# What this exercise asks:
[A] Answer these questions from the article on the Malaysia United People's Party, one line each, marked to match:
(i) Who founded the party, and in what year?
(ii) On what date did the party extend to Peninsular Malaysia?
(iii) What kind of platform was SETIA established with?
[B] Copy the article on the Malaysia United People's Party, starting at "The Malaysia United People's Party (Parti" and ending at "Langkap in Sabah.". Switch each "Peninsular Malaysia" to "West Malaysia".
[C] Proceed with the article on the Malaysia United People's Party from the point where it stops.

The Malaysia United People's Party (Parti Bersatu Sasa Malaysia; abbrev: MUPP) is a political party in Malaysia.

Originally known as Parti Demokratik Setiahati Kuasa Rakyat Bersatu Sabah (SETIA), the party changed its name after it extended to Peninsular Malaysia on 23 March 2011.

==History==
The Malaysia United People's Party (MUPP), also known as Parti Bersatu Sasa Malaysia (BERSAMA), is a political party in Malaysia. It was originally founded as the United Sabah People's Power Democratic Party (SETIA) in 1994 by Shuhaiddin Langkap in Sabah.

SETIA was established as an opposition party with a Bumiputera-centric platform, aiming to represent the interests of indigenous communities. However, its membership was open to all ethnic groups, and its leadership included representatives from various backgrounds. The party contested in Sabah state elections, advocating for political and economic empowerment, particularly for marginalized communities.

On March 23, 2011, the party underwent a rebranding and was renamed Parti Bersatu Sasa Malaysia (BERSAMA) as it expanded its presence beyond Sabah to Peninsular Malaysia. This change marked an effort to become a national-level political entity, broadening its focus beyond regional issues to address national concerns.

==Political Position and Influence==
BERSAMA positioned itself as a multiracial and multi-regional party, seeking to bridge the gap between Sabah, Sarawak, and Peninsular Malaysia. The party’s ideology emphasized:

National unity and equal representation for all ethnicities.
Empowerment of marginalized communities, particularly in East Malaysia.

# Provided data:

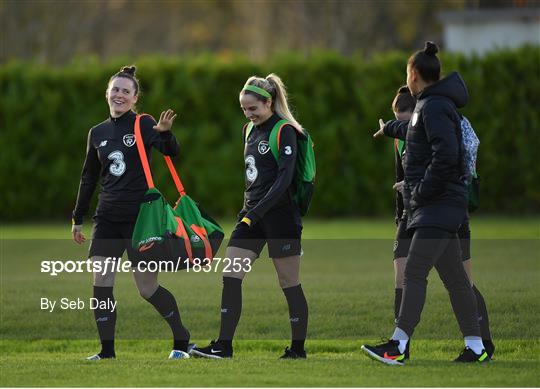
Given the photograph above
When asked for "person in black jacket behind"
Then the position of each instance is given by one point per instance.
(111, 155)
(435, 199)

# Answers:
[A]
(i) Shuhaiddin Langkap founded it in 1994.
(ii) 23 March 2011.
(iii) A Bumiputera-centric platform.

[B]
The Malaysia United People's Party (Parti Bersatu Sasa Malaysia; abbrev: MUPP) is a political party in Malaysia.

Originally known as Parti Demokratik Setiahati Kuasa Rakyat Bersatu Sabah (SETIA), the party changed its name after it extended to West Malaysia on 23 March 2011.

==History==
The Malaysia United People's Party (MUPP), also known as Parti Bersatu Sasa Malaysia (BERSAMA), is a political party in Malaysia. It was originally founded as the United Sabah People's Power Democratic Party (SETIA) in 1994 by Shuhaiddin Langkap in Sabah.

[C]
Good governance and economic justice.
Despite its expansion, BERSAMA has remained a smaller political party compared to Malaysia's major coalitions. It has contested in state and general elections, advocating for greater political autonomy for Sabah and Sarawak, as well as national unity.

==Recent Developments==
While the party has not played a dominant role in Malaysia’s mainstream politics, it continues to engage in political discourse, advocating for policies that benefit its support base. Its participation in elections and political alliances, if any, reflect its evolving role in Malaysia’s political landscape.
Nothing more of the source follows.